**Document extract**

•••

Skip to main content

Local Service

The local service keeps one warm ContextCrumb model process running behind a localhost HTTP API. Use it when an application, agent, editor, MCP server, or batch job makes repeated compression calls.

Use the service when process startup or model loading would otherwise happen too often. For a single script that already stays alive, prefer ContextCompressor directly.

The service accepts text directly, so it works for prompts, conversation history chunks, subagent reports, and tool-output fields as well as files.

Install the service dependencies:

pip install "contextcrumb[serve]"

Start

contextcrumb service start

By default it starts on:

http://127.0.0.1:8765

Start lazily, so the HTTP server starts before the model is loaded:

contextcrumb service start --lazy-load

Allow local file reads under a specific root:

contextcrumb service start --allow-root docs

Disable file reads entirely:

contextcrumb service start --disable-file-reads

File reads are limited to allowed roots. This matters when an agent can call /compress_file; only expose directories that the agent should read.

•••

**Problem 1**
Return the passage of the local service page starting with "Use the service" and going on through "prefer ContextCompressor directly.", copied word for word.

•••

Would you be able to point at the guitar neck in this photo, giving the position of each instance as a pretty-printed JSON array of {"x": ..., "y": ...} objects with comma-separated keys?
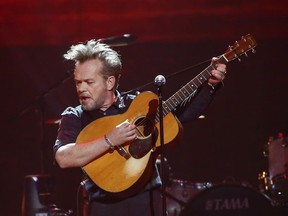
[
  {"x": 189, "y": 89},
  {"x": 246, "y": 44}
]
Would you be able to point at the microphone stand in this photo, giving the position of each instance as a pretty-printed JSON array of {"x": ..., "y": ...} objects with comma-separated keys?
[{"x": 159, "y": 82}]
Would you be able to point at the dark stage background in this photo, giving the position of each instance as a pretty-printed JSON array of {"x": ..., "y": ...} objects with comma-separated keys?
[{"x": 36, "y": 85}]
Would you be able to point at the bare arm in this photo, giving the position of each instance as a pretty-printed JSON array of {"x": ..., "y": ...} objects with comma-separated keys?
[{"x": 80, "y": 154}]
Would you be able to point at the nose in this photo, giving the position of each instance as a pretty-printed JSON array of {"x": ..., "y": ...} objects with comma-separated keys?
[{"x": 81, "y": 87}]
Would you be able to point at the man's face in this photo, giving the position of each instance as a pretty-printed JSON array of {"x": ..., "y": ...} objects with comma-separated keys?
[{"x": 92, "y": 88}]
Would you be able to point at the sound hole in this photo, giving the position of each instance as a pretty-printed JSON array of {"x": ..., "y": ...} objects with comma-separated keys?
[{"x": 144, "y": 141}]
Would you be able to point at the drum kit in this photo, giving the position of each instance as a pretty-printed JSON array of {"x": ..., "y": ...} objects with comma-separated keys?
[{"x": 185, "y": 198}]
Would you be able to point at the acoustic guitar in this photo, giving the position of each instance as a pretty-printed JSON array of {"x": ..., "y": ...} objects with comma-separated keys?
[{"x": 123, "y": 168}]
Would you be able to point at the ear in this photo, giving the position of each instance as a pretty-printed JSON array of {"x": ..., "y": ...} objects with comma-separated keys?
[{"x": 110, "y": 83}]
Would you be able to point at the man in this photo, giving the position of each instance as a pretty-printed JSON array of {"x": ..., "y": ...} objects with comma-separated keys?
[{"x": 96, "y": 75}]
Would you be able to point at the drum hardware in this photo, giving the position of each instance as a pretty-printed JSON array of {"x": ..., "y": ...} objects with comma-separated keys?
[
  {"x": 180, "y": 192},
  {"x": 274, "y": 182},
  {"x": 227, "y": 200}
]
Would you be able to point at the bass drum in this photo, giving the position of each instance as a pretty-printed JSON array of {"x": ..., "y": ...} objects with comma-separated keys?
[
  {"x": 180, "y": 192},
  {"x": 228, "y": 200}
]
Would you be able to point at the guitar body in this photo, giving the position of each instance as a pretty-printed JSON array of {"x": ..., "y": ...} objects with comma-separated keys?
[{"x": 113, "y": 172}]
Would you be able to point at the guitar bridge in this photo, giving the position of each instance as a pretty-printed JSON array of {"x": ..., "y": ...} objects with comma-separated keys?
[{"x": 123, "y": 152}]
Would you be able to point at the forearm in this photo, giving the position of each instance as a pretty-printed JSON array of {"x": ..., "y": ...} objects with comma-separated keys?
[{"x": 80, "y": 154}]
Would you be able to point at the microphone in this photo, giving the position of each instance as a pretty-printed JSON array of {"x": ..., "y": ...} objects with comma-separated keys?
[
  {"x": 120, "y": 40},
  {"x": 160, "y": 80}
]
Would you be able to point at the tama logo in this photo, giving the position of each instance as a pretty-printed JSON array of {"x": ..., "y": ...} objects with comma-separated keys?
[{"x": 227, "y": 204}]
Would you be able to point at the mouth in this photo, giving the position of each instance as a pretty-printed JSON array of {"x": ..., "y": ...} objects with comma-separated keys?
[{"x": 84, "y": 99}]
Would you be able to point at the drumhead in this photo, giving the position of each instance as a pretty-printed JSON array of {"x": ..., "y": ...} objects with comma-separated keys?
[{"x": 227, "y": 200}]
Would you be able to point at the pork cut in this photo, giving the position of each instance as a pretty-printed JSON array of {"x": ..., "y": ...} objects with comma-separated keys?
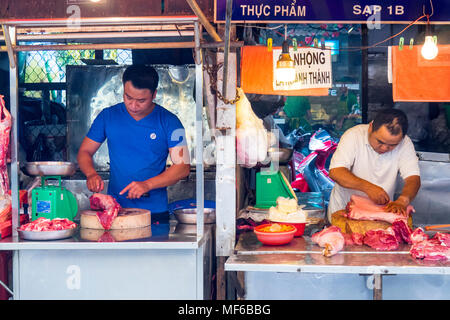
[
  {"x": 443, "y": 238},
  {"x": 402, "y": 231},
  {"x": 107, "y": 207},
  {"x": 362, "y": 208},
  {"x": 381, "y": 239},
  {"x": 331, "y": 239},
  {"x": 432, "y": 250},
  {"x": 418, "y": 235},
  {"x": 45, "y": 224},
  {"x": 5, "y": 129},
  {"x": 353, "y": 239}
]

•••

**Problem 2**
Rescale the records starting with the line with "Would you be able to point at the drumhead" and going on through the end of the records, and give only those lines again, requests included. Multiply every x and y coordinate in the answers by 2.4 and round to whole numbers, with halves rounded up. Leave the pictures out.

**Complete answer 1**
Use the service when process startup or model loading would otherwise happen too often. For a single script that already stays alive, prefer ContextCompressor directly.

**Complete answer 2**
Would you be able to point at the drumhead in this photo, giving the position of each instance as a pretty-printed JSON array of {"x": ..., "y": ...} objects with comma-separated keys?
[{"x": 545, "y": 480}]
Would you be able to point at the pork cut in this photo, giving the position of each instance as a pretty-printed JSON array of {"x": ..., "y": ...} objects with comma-separated keys?
[
  {"x": 1063, "y": 571},
  {"x": 965, "y": 554},
  {"x": 257, "y": 497},
  {"x": 869, "y": 499},
  {"x": 914, "y": 574},
  {"x": 794, "y": 574},
  {"x": 1037, "y": 600},
  {"x": 1003, "y": 564},
  {"x": 108, "y": 538},
  {"x": 12, "y": 310},
  {"x": 847, "y": 574}
]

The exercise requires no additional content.